**Work request**:
The answer should consist of each line below that contains the word "such".
[Input Boundary: Start]
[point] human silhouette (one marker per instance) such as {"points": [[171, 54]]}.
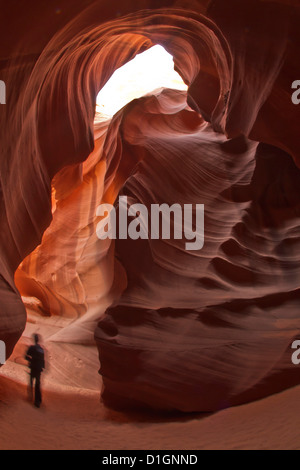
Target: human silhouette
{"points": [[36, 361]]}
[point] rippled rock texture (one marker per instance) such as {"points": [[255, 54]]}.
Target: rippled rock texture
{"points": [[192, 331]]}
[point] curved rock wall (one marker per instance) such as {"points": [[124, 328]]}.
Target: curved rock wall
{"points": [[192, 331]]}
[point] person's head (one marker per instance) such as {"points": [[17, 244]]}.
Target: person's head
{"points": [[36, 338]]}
[Input Boundary: End]
[Input Boundary: Start]
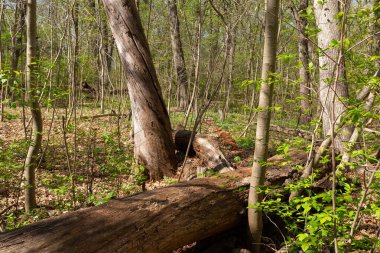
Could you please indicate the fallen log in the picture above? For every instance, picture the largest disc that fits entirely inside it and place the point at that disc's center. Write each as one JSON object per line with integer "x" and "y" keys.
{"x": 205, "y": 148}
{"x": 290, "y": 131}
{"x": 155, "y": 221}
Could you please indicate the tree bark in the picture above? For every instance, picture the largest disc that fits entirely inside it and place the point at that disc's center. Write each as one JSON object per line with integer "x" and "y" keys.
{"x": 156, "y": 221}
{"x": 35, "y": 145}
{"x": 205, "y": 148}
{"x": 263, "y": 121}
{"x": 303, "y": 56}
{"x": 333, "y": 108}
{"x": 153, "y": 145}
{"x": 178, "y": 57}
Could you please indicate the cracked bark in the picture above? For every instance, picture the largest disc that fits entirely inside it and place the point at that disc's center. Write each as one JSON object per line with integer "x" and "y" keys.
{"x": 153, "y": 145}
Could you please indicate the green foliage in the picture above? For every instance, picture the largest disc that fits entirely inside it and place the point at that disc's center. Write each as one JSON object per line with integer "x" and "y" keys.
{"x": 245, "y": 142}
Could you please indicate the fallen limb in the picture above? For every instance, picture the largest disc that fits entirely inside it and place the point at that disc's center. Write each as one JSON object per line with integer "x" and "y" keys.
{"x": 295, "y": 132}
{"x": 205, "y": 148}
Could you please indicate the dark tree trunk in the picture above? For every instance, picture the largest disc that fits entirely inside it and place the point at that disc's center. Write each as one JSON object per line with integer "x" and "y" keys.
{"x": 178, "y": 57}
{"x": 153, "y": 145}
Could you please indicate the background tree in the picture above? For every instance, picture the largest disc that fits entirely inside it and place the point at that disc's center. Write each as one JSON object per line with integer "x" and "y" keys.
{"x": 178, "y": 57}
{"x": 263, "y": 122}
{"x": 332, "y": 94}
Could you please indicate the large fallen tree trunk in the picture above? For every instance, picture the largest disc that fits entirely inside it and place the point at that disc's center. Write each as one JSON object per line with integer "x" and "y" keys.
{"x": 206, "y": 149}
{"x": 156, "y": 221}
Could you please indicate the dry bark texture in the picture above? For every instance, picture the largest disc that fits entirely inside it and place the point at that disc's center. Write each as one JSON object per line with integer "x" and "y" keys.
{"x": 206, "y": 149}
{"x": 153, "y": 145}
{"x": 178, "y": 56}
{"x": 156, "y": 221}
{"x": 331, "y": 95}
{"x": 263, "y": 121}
[Input Boundary: End]
**Response**:
[point] human silhouette (one marker per instance) such as {"points": [[171, 54]]}.
[point] rippled rock texture (one marker per instance) such as {"points": [[255, 54]]}.
[point] curved rock wall (one marker per instance) such as {"points": [[124, 328]]}.
[point] person's head (one marker per instance) such as {"points": [[17, 244]]}.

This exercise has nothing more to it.